Set task —
Convert each line of the material below into a row of a Markdown table with the columns Row and Line, skipping blank lines and leaving the pictures out.

Extracted data —
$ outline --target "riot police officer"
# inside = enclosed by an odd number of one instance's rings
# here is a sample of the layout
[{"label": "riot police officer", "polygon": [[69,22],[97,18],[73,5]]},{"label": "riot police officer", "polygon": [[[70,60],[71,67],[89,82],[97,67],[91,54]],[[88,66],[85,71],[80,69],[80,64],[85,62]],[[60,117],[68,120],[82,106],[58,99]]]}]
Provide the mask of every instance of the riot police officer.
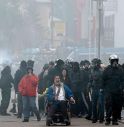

Task response —
| Row | Line |
|---|---|
| 1 | $ outline --target "riot police officer" |
| 2 | # inside = enclosed by an odd number of one instance's rings |
| 3 | # here is a sample of the layout |
| 4 | [{"label": "riot police officer", "polygon": [[69,22],[97,18],[73,5]]},{"label": "riot police officer", "polygon": [[[70,60],[71,67],[89,82],[97,67],[91,54]],[[88,66],[85,71],[80,69],[80,64],[85,62]],[[60,117],[68,120],[82,106],[58,99]]]}] |
| 5 | Provide the mask of every instance of the riot police officer. |